Aufgabenstellung:
Schreibe den Text über den neuen Prozess gegen Harvey Weinstein im Anschluss an seinen letzten Satz weiter.

Ausgewählter Text:
+--
Harvey Weinstein erneut vor Gericht

In New York wird der Prozess gegen den Ex-Filmproduzenten Harvey Weinstein neu aufgerollt. Das frühere Urteil zu 23 Jahren Haft wegen Sexualdelikten war 2024 wegen Verfahrensfehlern aufgehoben worden. Nun wird bald ein neues Urteil erwartet.
Der Filmproduzent Harvey Weinstein gehörte Jahrzehnte lang zu den mächtigsten Männern Hollywoods. Seinen Status nutzte er aus, um sich an jungen Frauen zu vergehen. 2017 erhoben mehr als 80 Frauen schwere Vorwürfe gegen ihn. Die #MeToo-Bewegung wurde geboren und ermutige Frauen auf der ganzen Welt, ihre Erfahrungen mit Machtmissbrauch und sexuellem Missbrauch in den sozialen Medien zu teilen.
Inhalt
Warum wurde das Urteil gegen Harvey Weinstein aufgehoben?
Im März 2020 wurde Harvey Weinstein in New York wegen Vergewaltigung und sexueller Nötigung zu 23 Jahren Haft verurteilt. Sieben Richter des New Yorker Berufungsgerichts haben dieses Urteil im April 2024 aufgehoben. Ihre Entscheidung fiel mit vier zu drei Stimmen knapp aus.
Als Grund für die Aufhebung des Urteils nannten die Richter einen schweren Verfahrensfehler. Die Anklage hatte sich im Prozess auch auf Zeugenaussagen gestützt, die nicht Teil der Anklage waren. Die Staatsanwaltschaft wollte mithilfe der weiteren Zeuginnen zeigen, dass Weinsteins Taten einem wiederkehrenden Muster folgen. Dies sei nicht zulässig, urteilte 2024 das Berufungsgericht.
+--
Auszüge der Datensätze:
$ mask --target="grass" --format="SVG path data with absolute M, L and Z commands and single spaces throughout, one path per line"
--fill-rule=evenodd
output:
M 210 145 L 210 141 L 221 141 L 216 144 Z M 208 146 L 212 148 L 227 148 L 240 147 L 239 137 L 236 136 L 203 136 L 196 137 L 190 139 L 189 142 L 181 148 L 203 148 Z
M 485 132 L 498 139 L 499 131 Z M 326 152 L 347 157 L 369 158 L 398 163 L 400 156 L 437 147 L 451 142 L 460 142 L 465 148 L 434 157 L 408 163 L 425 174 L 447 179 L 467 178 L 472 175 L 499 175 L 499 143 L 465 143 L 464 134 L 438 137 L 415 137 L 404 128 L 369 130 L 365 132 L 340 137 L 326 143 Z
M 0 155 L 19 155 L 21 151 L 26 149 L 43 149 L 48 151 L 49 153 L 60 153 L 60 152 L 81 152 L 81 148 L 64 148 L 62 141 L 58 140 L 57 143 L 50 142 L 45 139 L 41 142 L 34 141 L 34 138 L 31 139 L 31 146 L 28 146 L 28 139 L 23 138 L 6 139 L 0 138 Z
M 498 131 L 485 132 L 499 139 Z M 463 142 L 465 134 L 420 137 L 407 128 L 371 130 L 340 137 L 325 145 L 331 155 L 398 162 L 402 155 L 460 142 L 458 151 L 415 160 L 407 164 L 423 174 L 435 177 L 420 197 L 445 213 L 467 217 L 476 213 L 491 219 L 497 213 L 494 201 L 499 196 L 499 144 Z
+--
Endergebnis:
„Die einzigen Beweise gegen den Angeklagten waren die Aussagen der Klägerinnen“, hieß es in der Begründung des Berufungsgerichts. Die zusätzlichen Zeuginnen hätten unrechtmäßig das Bild Weinsteins vor den Geschworenen geprägt.
Kommt Weinstein aus dem Gefängnis frei?
Harvey Weinstein bleibt weiterhin im Gefängnis, da er 2023 in einem Strafprozess in Los Angeles zu 16 Jahren Haft verurteilt wurde, die der 73-Jährige derzeit absitzt. Bei dem Fall ging es ebenfalls um Sexualverbrechen.
Neben Strafprozessen gibt es auch Zivilklagen gegen Weinstein. Im Oktober 2023 reichte die britische Schauspielerin Julia Ormond eine Klage in New York ein. Sie wirft Weinstein vor, er habe sie 1995 belästigt und zum Oralsex gezwungen.
Die Klage Ormonds richtet sich auch gegen die Walt Disney Company, Miramax und die Talentagentur Creative Artists Agency. Sie alle hätten von Weinsteins Übergriffen auf Frauen gewusst, die Frauen aber nicht geschützt, so Ormond.
Worum geht es im aktuellen Verfahren?
Im Zentrum des Prozesses stehen heute – genau wie 2020 – die Vorwürfe zweier Frauen: Weinstein soll im Jahr 2006 die Produktionsassistentin Mimi Haleyi zum Oralsex gezwungen und 2013 die Schauspielerin Jessica Mann vergewaltigt haben. Weinstein hat stets jede Schuld zurückgewiesen. Seine Anwälte betonen, die sexuellen Kontakte seien einvernehmlich gewesen.
Neben diesen beiden Anschuldigungen bringt die Staatsanwaltschaft einen weiteren Fall vor Gericht: Eine weitere Frau wirft Weinstein vor, sie 2006 zu Oralverkehr gezwungen zu haben. Sie hatte sich bereits vor dem ersten Prozess bei den Behörden gemeldet, ihre Aussagen wurden damals jedoch nicht berücksichtigt.
Während die Schuldsprüche des alten Verfahrens keine Rolle mehr spielen dürfen, bleiben die Freisprüche aus dem Jahr 2020 bestehen. Dazu zählt auch der Vorwurf des „raubtierhaften sexuellen Angriffs“. Dieser darf im neuen Prozess nicht neu verhandelt werden.
Wie ist Weinsteins Gesundheitszustand?
Der schlechte Gesundheitszustand Weinsteins sorgt seit Monaten für Diskussionen. Nach Angaben seines Teams leidet der ehemalige Hollywood-Mogul unter Bluthochdruck, Herzproblemen und Diabetes. Zuletzt wurde Berichten zufolge auch eine Leukämie-Erkrankung bestätigt.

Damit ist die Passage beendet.